= Source records =
****************
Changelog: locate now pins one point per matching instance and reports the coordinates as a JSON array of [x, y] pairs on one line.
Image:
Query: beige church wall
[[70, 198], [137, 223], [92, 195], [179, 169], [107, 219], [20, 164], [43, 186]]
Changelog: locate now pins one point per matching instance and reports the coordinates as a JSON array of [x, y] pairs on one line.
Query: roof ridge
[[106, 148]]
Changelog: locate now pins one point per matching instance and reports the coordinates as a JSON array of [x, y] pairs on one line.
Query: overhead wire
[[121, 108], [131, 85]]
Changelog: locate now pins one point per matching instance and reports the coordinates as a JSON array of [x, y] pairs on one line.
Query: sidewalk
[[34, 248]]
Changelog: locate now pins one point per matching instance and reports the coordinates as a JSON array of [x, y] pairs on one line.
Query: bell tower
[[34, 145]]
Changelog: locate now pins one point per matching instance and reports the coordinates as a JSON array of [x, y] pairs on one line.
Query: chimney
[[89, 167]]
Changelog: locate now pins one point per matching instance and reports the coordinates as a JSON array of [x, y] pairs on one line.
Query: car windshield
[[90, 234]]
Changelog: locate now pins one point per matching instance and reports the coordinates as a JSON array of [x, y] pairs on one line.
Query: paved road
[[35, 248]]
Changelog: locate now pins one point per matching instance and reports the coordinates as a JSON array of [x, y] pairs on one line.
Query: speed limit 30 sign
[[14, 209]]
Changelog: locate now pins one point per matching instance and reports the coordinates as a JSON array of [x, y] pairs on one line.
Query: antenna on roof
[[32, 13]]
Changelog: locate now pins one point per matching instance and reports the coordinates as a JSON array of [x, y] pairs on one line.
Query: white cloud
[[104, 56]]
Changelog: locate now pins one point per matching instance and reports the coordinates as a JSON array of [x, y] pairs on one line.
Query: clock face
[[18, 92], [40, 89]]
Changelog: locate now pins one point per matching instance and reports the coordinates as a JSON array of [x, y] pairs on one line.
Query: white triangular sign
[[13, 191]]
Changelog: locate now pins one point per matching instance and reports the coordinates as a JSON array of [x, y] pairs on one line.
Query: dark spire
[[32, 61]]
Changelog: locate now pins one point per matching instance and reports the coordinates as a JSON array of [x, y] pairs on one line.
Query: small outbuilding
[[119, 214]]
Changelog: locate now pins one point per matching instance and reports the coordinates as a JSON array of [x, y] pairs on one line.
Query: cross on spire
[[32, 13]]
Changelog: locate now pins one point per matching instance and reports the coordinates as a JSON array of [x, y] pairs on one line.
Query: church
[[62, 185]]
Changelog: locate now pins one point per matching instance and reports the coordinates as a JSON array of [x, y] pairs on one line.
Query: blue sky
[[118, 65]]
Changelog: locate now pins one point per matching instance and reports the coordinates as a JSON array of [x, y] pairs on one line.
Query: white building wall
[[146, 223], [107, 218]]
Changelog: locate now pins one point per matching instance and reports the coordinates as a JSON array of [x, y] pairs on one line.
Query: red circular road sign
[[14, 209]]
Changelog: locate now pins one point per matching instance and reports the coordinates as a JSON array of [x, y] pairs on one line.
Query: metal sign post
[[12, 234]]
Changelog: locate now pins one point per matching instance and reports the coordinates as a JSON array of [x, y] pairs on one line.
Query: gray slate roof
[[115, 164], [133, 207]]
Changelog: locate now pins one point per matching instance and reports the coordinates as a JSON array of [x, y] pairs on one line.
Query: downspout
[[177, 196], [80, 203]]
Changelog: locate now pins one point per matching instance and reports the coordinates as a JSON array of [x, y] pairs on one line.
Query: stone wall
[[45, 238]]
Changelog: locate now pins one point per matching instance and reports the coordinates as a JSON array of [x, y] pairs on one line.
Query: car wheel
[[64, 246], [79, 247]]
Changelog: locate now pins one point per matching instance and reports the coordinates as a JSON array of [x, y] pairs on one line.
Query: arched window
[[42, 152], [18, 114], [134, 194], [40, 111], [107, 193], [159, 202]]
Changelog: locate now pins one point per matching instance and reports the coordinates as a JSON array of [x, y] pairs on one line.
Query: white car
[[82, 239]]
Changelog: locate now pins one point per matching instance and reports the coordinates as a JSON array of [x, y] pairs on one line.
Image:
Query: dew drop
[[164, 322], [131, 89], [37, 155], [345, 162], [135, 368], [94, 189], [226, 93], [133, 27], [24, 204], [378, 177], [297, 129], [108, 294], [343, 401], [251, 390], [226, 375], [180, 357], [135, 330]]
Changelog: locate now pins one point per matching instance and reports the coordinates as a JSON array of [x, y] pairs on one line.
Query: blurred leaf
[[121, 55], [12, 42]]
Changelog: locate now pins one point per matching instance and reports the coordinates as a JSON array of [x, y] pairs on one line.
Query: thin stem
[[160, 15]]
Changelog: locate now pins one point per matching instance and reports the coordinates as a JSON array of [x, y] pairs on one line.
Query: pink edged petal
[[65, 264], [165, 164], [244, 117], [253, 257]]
****************
= The task =
Extract the stretch of lines from the start of the records through the line that contains "[[34, 145]]", both ends included, and reproduce them without any change.

= Solved exercise =
Changelog: locate now pins one point per matching instance and reports the coordinates as a JSON array of [x, y] pairs on one line.
Image:
Query: beige church wall
[[70, 198], [137, 223], [92, 195], [179, 169], [107, 219], [20, 164], [43, 186]]
Changelog: locate now pins one point per matching instance and reports the coordinates as a JSON array of [x, y] pairs on one line.
Query: roof ridge
[[106, 148]]
Changelog: locate now pins one point per matching instance and reports the coordinates as a JSON array of [x, y] pairs on one line.
Query: overhead wire
[[121, 108], [131, 85]]
Changelog: locate now pins one point per matching instance and reports the coordinates as a JSON array of [x, y] pairs on one line.
Query: sidewalk
[[34, 248]]
Changelog: locate now pins one point per matching instance and reports the coordinates as a JSON array of [x, y] pairs on one line.
Query: bell tower
[[34, 145]]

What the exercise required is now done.